**Task goal**
The answer must be an exact copy of the lines from the one holding "of every building" through the final line of the entries, and nothing else.

── Information supplied ──

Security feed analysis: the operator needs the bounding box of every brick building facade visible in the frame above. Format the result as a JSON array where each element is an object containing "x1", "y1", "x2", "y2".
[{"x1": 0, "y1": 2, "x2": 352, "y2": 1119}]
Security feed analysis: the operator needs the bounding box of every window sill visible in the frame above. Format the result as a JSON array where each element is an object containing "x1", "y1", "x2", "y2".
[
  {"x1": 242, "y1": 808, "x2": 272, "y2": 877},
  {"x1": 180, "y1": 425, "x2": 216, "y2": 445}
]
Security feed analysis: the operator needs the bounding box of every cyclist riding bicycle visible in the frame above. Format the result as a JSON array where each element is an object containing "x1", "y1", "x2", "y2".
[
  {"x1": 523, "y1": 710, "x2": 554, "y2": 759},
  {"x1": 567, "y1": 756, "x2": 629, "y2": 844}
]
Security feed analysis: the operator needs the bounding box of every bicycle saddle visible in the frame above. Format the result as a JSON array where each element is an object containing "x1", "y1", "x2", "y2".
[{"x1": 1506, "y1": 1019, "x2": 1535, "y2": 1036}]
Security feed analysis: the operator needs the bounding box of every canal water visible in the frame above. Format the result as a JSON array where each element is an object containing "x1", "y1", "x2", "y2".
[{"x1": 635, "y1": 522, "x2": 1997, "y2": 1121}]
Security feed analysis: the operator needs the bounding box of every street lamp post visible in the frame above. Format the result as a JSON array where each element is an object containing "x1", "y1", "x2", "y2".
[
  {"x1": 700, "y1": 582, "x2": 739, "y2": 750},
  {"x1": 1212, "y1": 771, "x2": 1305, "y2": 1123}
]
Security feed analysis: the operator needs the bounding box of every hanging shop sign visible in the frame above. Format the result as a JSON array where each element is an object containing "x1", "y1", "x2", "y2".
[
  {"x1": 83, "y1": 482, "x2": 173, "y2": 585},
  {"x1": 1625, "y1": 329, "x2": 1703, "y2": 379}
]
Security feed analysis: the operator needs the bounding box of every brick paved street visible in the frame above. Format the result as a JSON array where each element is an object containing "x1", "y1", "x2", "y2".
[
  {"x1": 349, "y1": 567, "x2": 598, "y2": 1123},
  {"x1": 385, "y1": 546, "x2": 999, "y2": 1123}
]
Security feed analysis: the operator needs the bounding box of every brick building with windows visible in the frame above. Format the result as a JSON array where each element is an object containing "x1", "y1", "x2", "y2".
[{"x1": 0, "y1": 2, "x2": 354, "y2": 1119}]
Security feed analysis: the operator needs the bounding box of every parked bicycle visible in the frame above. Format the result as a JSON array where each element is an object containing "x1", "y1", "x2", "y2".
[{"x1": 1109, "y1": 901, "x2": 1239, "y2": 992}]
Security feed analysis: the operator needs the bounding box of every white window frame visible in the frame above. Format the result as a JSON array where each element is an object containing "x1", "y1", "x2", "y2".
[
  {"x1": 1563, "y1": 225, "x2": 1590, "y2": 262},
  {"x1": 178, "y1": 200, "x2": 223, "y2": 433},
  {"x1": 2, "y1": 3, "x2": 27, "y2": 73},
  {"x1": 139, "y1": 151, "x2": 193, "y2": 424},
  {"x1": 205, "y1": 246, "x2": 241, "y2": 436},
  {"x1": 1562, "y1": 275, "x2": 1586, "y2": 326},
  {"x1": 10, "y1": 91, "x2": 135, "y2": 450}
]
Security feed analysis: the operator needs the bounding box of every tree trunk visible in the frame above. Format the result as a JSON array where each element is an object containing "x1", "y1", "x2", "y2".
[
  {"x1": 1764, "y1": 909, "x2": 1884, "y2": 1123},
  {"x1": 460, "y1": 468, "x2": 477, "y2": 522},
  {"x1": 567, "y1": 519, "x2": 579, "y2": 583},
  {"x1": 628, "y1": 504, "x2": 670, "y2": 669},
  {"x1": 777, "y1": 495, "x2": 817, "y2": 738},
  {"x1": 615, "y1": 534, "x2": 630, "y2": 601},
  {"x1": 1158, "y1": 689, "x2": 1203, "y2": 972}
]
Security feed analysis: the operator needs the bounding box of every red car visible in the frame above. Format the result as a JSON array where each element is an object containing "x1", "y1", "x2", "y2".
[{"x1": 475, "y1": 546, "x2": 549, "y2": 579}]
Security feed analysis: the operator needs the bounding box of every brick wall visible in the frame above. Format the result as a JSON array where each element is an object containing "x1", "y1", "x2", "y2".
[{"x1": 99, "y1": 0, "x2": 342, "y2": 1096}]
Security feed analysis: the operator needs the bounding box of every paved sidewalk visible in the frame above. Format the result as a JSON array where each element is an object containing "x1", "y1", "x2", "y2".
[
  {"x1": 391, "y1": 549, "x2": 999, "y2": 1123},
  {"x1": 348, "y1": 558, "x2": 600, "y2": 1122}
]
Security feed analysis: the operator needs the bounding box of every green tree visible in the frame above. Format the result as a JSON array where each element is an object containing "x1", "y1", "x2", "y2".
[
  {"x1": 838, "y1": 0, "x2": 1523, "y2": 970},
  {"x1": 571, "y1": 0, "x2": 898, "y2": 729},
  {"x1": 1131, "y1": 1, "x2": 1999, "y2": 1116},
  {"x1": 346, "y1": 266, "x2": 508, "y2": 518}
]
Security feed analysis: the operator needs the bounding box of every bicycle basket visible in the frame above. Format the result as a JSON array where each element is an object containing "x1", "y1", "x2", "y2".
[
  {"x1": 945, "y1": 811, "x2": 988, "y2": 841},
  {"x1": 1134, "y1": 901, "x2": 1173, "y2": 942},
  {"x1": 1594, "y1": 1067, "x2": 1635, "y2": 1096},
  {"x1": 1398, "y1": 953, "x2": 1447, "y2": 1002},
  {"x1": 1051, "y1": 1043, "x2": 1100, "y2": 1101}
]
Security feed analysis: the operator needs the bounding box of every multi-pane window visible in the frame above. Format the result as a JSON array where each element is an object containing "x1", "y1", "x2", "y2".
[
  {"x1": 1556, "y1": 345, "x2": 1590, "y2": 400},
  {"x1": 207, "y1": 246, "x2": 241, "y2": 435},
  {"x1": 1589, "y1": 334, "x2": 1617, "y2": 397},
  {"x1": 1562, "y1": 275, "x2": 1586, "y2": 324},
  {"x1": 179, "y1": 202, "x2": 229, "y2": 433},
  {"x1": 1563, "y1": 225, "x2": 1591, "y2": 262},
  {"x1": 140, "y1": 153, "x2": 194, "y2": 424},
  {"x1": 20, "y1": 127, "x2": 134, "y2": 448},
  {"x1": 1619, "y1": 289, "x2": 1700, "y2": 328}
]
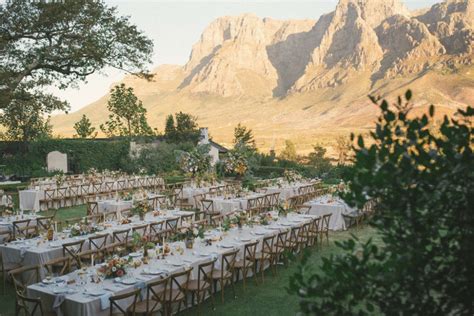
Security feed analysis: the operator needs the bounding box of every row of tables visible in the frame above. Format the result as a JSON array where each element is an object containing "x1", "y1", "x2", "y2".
[
  {"x1": 26, "y1": 212, "x2": 318, "y2": 316},
  {"x1": 0, "y1": 210, "x2": 194, "y2": 275}
]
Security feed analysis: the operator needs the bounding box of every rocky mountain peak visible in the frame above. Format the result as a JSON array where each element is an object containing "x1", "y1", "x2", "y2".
[{"x1": 336, "y1": 0, "x2": 410, "y2": 28}]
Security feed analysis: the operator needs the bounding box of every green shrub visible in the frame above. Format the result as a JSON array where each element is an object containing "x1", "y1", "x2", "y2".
[
  {"x1": 0, "y1": 139, "x2": 130, "y2": 176},
  {"x1": 289, "y1": 92, "x2": 474, "y2": 315}
]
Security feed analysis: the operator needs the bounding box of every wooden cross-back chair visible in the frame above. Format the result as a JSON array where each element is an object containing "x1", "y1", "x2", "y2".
[
  {"x1": 103, "y1": 211, "x2": 117, "y2": 222},
  {"x1": 109, "y1": 228, "x2": 130, "y2": 255},
  {"x1": 116, "y1": 180, "x2": 126, "y2": 191},
  {"x1": 135, "y1": 276, "x2": 168, "y2": 315},
  {"x1": 44, "y1": 257, "x2": 71, "y2": 277},
  {"x1": 255, "y1": 235, "x2": 275, "y2": 282},
  {"x1": 179, "y1": 213, "x2": 194, "y2": 226},
  {"x1": 67, "y1": 185, "x2": 80, "y2": 206},
  {"x1": 62, "y1": 239, "x2": 85, "y2": 268},
  {"x1": 9, "y1": 265, "x2": 40, "y2": 295},
  {"x1": 320, "y1": 213, "x2": 332, "y2": 245},
  {"x1": 132, "y1": 224, "x2": 148, "y2": 237},
  {"x1": 41, "y1": 189, "x2": 56, "y2": 210},
  {"x1": 84, "y1": 214, "x2": 103, "y2": 225},
  {"x1": 54, "y1": 187, "x2": 68, "y2": 208},
  {"x1": 36, "y1": 216, "x2": 54, "y2": 234},
  {"x1": 13, "y1": 219, "x2": 36, "y2": 239},
  {"x1": 210, "y1": 248, "x2": 238, "y2": 303},
  {"x1": 246, "y1": 198, "x2": 260, "y2": 216},
  {"x1": 109, "y1": 288, "x2": 141, "y2": 316},
  {"x1": 16, "y1": 292, "x2": 44, "y2": 316},
  {"x1": 184, "y1": 259, "x2": 216, "y2": 310},
  {"x1": 234, "y1": 240, "x2": 259, "y2": 291},
  {"x1": 271, "y1": 230, "x2": 289, "y2": 269},
  {"x1": 148, "y1": 221, "x2": 165, "y2": 242},
  {"x1": 165, "y1": 217, "x2": 179, "y2": 235},
  {"x1": 9, "y1": 265, "x2": 41, "y2": 315},
  {"x1": 87, "y1": 201, "x2": 99, "y2": 215},
  {"x1": 164, "y1": 267, "x2": 192, "y2": 314}
]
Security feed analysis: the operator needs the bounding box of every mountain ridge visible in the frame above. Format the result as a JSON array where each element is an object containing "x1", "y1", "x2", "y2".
[{"x1": 51, "y1": 0, "x2": 474, "y2": 155}]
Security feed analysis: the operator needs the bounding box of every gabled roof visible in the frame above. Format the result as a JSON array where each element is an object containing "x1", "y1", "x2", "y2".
[{"x1": 209, "y1": 140, "x2": 228, "y2": 153}]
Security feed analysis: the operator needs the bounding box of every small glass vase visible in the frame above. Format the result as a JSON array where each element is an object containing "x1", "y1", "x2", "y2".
[{"x1": 185, "y1": 238, "x2": 194, "y2": 249}]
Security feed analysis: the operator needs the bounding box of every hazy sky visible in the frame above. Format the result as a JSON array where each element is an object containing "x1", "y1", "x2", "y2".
[{"x1": 49, "y1": 0, "x2": 442, "y2": 112}]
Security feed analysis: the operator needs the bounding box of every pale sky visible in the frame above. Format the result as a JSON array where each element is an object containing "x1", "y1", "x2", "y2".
[{"x1": 48, "y1": 0, "x2": 442, "y2": 112}]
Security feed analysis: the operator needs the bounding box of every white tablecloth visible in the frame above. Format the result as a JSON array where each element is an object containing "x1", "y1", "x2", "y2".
[
  {"x1": 97, "y1": 200, "x2": 133, "y2": 214},
  {"x1": 19, "y1": 189, "x2": 44, "y2": 212},
  {"x1": 305, "y1": 195, "x2": 355, "y2": 231},
  {"x1": 0, "y1": 210, "x2": 194, "y2": 277},
  {"x1": 27, "y1": 213, "x2": 315, "y2": 316}
]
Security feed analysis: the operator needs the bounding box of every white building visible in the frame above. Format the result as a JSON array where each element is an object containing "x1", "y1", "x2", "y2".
[{"x1": 198, "y1": 128, "x2": 228, "y2": 165}]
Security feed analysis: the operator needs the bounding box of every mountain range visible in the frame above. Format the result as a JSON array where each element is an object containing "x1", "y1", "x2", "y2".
[{"x1": 51, "y1": 0, "x2": 474, "y2": 155}]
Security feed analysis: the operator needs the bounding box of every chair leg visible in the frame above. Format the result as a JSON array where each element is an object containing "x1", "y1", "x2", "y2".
[{"x1": 220, "y1": 279, "x2": 225, "y2": 303}]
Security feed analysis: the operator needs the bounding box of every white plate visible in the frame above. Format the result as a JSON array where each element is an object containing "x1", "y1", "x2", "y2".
[
  {"x1": 280, "y1": 223, "x2": 292, "y2": 226},
  {"x1": 53, "y1": 287, "x2": 69, "y2": 294},
  {"x1": 42, "y1": 278, "x2": 54, "y2": 285},
  {"x1": 240, "y1": 238, "x2": 251, "y2": 242},
  {"x1": 121, "y1": 278, "x2": 137, "y2": 285},
  {"x1": 143, "y1": 268, "x2": 161, "y2": 275},
  {"x1": 88, "y1": 289, "x2": 107, "y2": 296},
  {"x1": 254, "y1": 232, "x2": 266, "y2": 235},
  {"x1": 128, "y1": 252, "x2": 142, "y2": 258},
  {"x1": 199, "y1": 253, "x2": 211, "y2": 257},
  {"x1": 220, "y1": 244, "x2": 234, "y2": 248}
]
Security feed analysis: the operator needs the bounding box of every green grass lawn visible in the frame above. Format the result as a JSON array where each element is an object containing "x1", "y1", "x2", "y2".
[{"x1": 0, "y1": 206, "x2": 382, "y2": 316}]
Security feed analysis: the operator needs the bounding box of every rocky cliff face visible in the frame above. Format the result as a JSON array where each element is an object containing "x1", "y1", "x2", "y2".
[{"x1": 177, "y1": 0, "x2": 473, "y2": 96}]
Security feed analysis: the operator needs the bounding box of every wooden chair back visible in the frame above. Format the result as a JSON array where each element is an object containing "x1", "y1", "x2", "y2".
[{"x1": 109, "y1": 288, "x2": 140, "y2": 316}]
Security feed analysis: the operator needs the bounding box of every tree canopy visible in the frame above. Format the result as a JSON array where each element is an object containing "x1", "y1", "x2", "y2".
[
  {"x1": 0, "y1": 90, "x2": 60, "y2": 142},
  {"x1": 74, "y1": 114, "x2": 96, "y2": 139},
  {"x1": 280, "y1": 139, "x2": 297, "y2": 161},
  {"x1": 233, "y1": 123, "x2": 256, "y2": 150},
  {"x1": 164, "y1": 112, "x2": 200, "y2": 144},
  {"x1": 290, "y1": 91, "x2": 474, "y2": 315},
  {"x1": 100, "y1": 84, "x2": 154, "y2": 138},
  {"x1": 0, "y1": 0, "x2": 153, "y2": 141}
]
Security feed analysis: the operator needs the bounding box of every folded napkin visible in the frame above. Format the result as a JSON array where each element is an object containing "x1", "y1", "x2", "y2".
[
  {"x1": 53, "y1": 294, "x2": 65, "y2": 316},
  {"x1": 134, "y1": 281, "x2": 147, "y2": 300},
  {"x1": 100, "y1": 292, "x2": 113, "y2": 311}
]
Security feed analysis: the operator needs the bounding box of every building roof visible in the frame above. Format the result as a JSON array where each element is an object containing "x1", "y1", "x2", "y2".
[{"x1": 209, "y1": 140, "x2": 228, "y2": 153}]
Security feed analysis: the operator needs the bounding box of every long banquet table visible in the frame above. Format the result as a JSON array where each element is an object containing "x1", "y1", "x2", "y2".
[
  {"x1": 0, "y1": 210, "x2": 193, "y2": 275},
  {"x1": 210, "y1": 193, "x2": 266, "y2": 214},
  {"x1": 26, "y1": 212, "x2": 317, "y2": 316},
  {"x1": 304, "y1": 195, "x2": 355, "y2": 230}
]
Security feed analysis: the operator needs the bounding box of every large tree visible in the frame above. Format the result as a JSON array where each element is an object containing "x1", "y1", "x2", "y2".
[
  {"x1": 0, "y1": 0, "x2": 153, "y2": 137},
  {"x1": 100, "y1": 84, "x2": 154, "y2": 137},
  {"x1": 233, "y1": 123, "x2": 256, "y2": 150}
]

───

**Response**
Security feed analysis: the operator needs the bounding box of every building roof visible in the frame above. Format the result as a JSON array where each element is an object containing "x1", "y1", "x2", "y2".
[{"x1": 209, "y1": 140, "x2": 228, "y2": 153}]
Security feed analysis: the operator needs the bounding box of every long banquet table visible in the frame above. Format the result as a JSON array where each element is an object containing "x1", "y1", "x2", "y2".
[
  {"x1": 0, "y1": 210, "x2": 193, "y2": 275},
  {"x1": 210, "y1": 193, "x2": 266, "y2": 214},
  {"x1": 26, "y1": 212, "x2": 317, "y2": 316},
  {"x1": 304, "y1": 195, "x2": 355, "y2": 230}
]
Security feed analysis: the operator needs the bounding box of every large tree visible in the frame above. Format the result as a JSON array where each element is an object containing "x1", "y1", "x2", "y2".
[
  {"x1": 0, "y1": 0, "x2": 153, "y2": 137},
  {"x1": 100, "y1": 84, "x2": 154, "y2": 137},
  {"x1": 233, "y1": 123, "x2": 256, "y2": 150}
]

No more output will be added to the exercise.